Task material section start

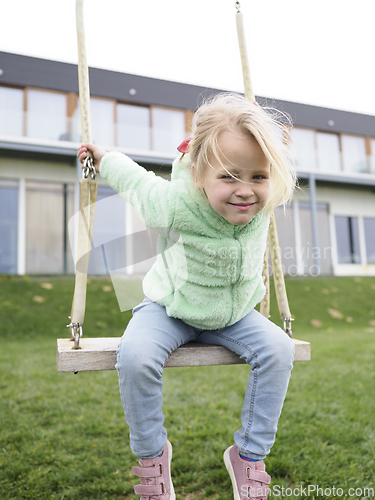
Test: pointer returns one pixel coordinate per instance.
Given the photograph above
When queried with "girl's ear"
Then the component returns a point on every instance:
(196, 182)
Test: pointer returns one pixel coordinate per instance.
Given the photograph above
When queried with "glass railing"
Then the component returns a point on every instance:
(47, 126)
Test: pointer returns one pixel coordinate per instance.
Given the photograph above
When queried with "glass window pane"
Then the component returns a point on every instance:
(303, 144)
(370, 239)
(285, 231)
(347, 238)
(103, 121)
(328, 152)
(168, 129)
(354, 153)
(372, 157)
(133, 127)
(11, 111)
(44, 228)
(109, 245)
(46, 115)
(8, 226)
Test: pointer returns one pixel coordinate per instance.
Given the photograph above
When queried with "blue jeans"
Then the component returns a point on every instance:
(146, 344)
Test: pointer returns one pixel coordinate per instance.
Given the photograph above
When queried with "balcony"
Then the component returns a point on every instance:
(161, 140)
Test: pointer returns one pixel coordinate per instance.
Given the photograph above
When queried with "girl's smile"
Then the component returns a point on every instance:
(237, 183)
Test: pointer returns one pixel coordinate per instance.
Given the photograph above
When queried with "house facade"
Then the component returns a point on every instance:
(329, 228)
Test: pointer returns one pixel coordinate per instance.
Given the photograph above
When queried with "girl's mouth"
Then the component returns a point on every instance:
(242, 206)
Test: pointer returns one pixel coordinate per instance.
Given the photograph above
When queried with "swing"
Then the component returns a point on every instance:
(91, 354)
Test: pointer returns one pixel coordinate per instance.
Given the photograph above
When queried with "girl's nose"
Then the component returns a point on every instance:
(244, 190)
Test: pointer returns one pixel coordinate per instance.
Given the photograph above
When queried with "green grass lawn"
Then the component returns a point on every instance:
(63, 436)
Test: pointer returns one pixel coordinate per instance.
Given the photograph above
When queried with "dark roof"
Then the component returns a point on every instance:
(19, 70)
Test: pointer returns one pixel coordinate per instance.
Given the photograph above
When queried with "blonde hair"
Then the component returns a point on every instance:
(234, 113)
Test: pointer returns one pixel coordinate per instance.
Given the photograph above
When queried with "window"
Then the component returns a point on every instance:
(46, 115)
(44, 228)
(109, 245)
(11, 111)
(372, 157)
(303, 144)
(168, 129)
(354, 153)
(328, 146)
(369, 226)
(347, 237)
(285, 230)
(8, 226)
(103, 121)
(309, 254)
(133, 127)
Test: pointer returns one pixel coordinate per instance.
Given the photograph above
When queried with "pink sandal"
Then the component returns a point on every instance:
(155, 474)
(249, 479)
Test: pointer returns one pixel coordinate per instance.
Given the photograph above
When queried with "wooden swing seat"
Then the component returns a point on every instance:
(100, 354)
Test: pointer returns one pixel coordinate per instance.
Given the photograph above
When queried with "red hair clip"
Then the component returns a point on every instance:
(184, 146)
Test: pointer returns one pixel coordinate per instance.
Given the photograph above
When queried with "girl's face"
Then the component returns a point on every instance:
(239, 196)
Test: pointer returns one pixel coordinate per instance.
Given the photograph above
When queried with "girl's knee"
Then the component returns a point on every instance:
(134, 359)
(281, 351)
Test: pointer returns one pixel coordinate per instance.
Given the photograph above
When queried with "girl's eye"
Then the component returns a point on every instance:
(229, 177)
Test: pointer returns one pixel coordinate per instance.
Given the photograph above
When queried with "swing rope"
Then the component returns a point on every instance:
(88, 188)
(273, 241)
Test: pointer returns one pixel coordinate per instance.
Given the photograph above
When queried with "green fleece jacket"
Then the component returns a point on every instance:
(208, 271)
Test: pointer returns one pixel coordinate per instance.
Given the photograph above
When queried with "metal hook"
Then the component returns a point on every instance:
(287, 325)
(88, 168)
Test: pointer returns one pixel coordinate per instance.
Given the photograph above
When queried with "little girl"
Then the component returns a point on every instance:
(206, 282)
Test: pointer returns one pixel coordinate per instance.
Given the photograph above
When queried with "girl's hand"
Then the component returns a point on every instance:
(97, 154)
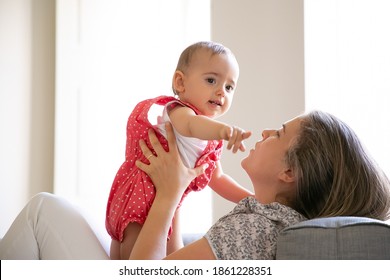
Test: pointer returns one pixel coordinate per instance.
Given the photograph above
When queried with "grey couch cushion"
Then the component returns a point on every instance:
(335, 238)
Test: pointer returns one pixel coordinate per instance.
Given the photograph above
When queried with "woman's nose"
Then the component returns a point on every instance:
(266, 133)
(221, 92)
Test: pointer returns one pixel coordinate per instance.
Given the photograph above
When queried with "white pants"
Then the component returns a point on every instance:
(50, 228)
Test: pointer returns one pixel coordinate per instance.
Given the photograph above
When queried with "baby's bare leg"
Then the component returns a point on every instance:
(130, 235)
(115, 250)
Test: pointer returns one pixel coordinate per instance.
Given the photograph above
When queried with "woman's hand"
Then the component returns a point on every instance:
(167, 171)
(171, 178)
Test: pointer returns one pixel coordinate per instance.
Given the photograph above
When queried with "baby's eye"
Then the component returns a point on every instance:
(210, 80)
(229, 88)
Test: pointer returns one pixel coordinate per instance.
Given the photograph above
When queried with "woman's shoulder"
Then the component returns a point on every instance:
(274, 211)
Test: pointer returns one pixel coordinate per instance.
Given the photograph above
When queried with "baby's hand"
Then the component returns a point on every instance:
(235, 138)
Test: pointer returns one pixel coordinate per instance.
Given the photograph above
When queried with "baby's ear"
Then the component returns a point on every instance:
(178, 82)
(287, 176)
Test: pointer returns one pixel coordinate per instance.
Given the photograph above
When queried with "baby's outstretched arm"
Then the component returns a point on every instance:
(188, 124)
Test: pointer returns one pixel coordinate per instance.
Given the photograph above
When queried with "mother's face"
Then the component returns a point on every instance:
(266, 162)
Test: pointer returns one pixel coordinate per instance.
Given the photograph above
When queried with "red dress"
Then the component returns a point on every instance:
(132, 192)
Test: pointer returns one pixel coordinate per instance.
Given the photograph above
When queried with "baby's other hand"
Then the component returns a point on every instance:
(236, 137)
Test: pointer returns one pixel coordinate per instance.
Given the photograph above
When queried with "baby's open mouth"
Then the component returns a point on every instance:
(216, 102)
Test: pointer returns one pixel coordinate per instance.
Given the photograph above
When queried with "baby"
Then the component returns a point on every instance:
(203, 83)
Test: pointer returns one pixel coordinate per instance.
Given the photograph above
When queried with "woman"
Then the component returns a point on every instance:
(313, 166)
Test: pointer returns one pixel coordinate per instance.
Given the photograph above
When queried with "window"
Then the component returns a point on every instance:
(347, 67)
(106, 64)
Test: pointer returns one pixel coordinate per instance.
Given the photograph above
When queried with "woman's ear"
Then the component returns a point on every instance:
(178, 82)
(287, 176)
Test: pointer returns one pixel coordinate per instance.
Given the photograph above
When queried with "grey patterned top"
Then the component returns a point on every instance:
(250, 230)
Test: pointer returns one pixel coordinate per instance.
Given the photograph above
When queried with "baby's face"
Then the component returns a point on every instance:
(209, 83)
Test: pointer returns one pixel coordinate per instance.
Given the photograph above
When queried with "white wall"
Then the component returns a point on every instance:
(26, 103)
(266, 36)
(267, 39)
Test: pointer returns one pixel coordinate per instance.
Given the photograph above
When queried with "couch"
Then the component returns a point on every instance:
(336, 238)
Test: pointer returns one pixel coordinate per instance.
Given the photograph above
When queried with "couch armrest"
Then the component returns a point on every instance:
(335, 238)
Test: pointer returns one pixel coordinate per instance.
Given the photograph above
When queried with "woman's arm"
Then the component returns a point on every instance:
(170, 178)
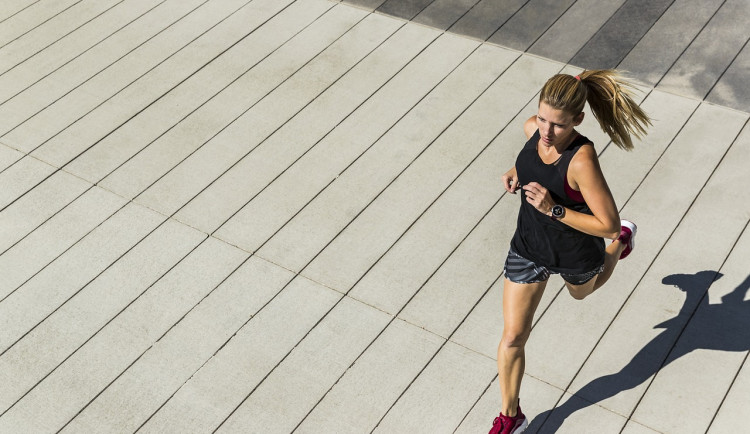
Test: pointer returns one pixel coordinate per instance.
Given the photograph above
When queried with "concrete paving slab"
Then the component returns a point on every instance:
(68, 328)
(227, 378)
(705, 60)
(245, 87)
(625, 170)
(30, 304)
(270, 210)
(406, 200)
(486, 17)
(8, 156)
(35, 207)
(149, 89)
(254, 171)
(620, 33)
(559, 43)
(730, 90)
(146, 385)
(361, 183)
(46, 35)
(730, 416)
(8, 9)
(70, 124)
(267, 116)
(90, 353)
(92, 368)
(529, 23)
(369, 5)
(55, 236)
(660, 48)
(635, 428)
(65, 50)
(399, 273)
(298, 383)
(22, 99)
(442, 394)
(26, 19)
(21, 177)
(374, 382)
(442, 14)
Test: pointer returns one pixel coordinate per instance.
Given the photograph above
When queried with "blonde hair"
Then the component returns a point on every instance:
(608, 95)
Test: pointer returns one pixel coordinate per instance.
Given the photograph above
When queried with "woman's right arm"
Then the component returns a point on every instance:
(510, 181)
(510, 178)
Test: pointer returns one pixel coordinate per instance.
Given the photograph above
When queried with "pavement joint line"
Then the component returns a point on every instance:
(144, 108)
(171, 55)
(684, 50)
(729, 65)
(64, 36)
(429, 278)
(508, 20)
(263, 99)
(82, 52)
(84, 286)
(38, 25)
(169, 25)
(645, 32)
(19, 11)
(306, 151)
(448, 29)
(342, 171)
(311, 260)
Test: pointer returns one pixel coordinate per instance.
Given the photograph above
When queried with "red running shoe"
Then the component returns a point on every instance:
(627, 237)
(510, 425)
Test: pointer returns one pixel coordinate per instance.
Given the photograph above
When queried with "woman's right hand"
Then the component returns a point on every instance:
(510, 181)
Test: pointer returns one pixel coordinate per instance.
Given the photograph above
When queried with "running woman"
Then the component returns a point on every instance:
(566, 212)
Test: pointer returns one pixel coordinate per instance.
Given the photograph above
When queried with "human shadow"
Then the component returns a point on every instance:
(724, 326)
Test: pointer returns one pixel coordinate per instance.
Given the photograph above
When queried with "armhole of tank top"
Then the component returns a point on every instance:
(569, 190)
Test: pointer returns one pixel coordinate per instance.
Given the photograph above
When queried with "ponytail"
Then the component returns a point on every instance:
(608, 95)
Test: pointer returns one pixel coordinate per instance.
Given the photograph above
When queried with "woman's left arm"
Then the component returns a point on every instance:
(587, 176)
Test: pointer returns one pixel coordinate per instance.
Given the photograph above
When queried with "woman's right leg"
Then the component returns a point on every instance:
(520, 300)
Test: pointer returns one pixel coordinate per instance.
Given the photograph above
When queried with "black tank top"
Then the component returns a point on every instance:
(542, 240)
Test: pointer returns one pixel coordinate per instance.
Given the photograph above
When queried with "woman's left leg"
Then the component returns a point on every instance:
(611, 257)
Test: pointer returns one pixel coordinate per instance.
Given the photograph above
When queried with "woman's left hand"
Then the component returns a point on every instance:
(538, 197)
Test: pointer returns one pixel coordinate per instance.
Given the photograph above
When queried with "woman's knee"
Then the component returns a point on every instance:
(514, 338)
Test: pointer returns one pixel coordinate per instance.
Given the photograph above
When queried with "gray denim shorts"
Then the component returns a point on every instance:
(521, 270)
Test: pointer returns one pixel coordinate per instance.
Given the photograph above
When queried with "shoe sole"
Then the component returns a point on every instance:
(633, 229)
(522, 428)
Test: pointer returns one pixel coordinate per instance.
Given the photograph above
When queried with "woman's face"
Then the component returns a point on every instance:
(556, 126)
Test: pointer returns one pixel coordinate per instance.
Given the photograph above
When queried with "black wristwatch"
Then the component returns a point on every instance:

Task material section end

### Try it
Going line by line through the listing above, count those that contain "left" and give only the result.

### Answer below
3